● **Given problem**
List every line of the rows below that contains the string "shirt". Case counts.

## start Records supplied

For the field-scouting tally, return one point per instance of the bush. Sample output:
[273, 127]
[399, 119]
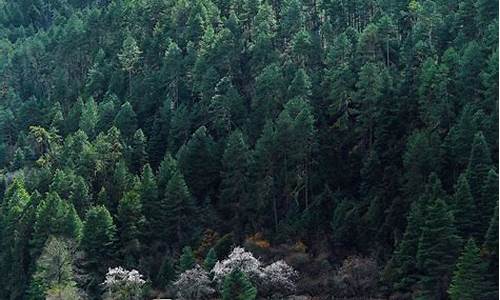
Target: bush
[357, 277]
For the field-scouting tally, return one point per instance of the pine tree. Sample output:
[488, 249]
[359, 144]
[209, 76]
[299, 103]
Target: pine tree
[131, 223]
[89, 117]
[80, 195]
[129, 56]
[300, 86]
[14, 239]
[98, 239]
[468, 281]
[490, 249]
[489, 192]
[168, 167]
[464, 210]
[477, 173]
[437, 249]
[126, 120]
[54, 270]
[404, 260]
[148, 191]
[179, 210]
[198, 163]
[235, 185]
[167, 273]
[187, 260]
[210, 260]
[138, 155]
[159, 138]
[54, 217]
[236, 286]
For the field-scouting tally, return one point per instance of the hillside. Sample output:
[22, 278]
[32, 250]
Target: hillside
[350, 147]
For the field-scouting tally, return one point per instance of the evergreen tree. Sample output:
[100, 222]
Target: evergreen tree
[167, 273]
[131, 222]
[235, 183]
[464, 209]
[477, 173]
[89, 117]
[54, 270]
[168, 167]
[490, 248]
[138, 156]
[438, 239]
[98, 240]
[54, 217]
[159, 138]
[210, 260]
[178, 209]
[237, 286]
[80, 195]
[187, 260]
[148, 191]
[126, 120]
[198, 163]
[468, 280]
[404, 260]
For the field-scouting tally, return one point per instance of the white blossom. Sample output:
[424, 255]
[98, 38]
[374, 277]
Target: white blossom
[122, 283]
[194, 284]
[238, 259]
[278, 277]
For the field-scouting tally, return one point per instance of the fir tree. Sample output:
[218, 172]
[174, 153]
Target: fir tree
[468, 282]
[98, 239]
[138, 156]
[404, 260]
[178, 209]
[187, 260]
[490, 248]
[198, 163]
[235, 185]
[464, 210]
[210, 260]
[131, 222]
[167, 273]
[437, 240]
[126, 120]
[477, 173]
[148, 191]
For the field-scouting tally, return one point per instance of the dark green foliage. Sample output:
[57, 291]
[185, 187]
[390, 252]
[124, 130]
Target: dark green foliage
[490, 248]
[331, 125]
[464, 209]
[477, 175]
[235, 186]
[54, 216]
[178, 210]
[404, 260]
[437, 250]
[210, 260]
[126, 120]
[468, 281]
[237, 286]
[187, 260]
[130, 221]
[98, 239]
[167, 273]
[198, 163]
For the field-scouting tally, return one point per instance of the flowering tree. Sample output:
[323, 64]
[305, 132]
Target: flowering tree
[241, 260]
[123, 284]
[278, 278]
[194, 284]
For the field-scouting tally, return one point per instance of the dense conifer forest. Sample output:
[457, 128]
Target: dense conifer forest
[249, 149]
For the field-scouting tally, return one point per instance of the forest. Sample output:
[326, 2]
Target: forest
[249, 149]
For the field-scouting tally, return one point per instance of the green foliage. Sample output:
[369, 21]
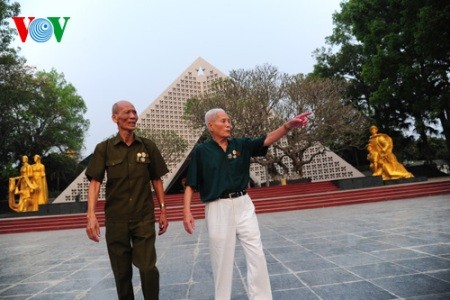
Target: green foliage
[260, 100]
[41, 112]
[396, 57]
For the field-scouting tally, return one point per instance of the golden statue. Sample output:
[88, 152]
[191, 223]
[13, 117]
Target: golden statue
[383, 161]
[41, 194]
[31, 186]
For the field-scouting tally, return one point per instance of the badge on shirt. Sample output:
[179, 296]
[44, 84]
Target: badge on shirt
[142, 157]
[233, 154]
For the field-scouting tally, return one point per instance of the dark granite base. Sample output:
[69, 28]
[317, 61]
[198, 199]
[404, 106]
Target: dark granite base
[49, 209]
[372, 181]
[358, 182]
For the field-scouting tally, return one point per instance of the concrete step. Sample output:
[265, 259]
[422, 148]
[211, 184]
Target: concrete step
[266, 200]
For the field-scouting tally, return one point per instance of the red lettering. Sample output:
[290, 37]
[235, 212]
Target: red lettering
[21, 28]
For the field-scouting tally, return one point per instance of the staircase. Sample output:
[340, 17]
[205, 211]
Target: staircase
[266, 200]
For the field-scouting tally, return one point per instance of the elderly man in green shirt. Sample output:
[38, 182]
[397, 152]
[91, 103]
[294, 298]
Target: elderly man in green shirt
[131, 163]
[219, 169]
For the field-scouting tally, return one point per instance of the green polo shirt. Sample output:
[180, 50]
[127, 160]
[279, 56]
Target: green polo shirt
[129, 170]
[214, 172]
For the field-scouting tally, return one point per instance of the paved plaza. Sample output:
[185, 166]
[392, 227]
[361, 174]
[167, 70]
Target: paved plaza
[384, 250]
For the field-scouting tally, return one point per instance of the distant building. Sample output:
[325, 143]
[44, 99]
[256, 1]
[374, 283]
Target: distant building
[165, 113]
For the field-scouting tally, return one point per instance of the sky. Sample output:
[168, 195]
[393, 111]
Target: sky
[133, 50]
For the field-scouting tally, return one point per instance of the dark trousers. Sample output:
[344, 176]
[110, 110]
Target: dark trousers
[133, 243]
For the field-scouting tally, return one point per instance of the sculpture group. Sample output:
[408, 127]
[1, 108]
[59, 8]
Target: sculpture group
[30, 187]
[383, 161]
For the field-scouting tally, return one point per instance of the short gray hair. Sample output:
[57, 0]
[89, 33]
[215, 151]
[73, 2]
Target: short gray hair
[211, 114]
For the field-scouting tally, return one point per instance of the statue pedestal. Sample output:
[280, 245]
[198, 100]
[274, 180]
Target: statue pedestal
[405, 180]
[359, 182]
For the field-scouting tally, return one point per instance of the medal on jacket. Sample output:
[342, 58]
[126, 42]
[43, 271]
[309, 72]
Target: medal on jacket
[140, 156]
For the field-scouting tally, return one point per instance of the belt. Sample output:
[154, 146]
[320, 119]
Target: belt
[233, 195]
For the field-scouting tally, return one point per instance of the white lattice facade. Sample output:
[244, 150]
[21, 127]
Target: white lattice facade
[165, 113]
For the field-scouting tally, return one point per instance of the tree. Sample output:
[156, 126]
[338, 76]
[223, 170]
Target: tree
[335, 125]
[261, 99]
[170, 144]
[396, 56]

## end Records supplied
## start Records supplied

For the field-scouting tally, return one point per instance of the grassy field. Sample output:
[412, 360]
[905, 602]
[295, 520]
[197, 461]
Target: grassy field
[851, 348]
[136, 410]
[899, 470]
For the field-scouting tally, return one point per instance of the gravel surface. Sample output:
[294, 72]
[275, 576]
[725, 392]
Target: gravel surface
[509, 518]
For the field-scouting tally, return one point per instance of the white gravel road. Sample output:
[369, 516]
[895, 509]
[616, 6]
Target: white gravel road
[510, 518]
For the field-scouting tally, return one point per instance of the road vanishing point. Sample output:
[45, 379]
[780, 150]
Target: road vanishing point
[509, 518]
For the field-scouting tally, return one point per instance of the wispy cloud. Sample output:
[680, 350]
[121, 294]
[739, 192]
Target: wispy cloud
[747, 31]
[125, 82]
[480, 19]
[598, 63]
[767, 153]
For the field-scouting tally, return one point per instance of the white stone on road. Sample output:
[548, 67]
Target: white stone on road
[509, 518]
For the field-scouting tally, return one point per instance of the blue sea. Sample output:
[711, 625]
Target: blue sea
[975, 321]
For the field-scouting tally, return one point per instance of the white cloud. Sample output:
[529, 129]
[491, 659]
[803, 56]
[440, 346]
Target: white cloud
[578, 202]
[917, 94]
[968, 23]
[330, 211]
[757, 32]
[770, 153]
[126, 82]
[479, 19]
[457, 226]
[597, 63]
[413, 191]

## end Records supplied

● **Exercise output**
For the field-scouting tally, return one point per instance of the badge on shirt. Sample output:
Target: badge on shirt
For the field-scouting tally, return one point per instance of the elderly man in green shirt. Sample output:
Target: elderly man in green shirt
For the field-scouting tally, return one point per instance of the green polo shirt. Sample output:
Target: green polo shirt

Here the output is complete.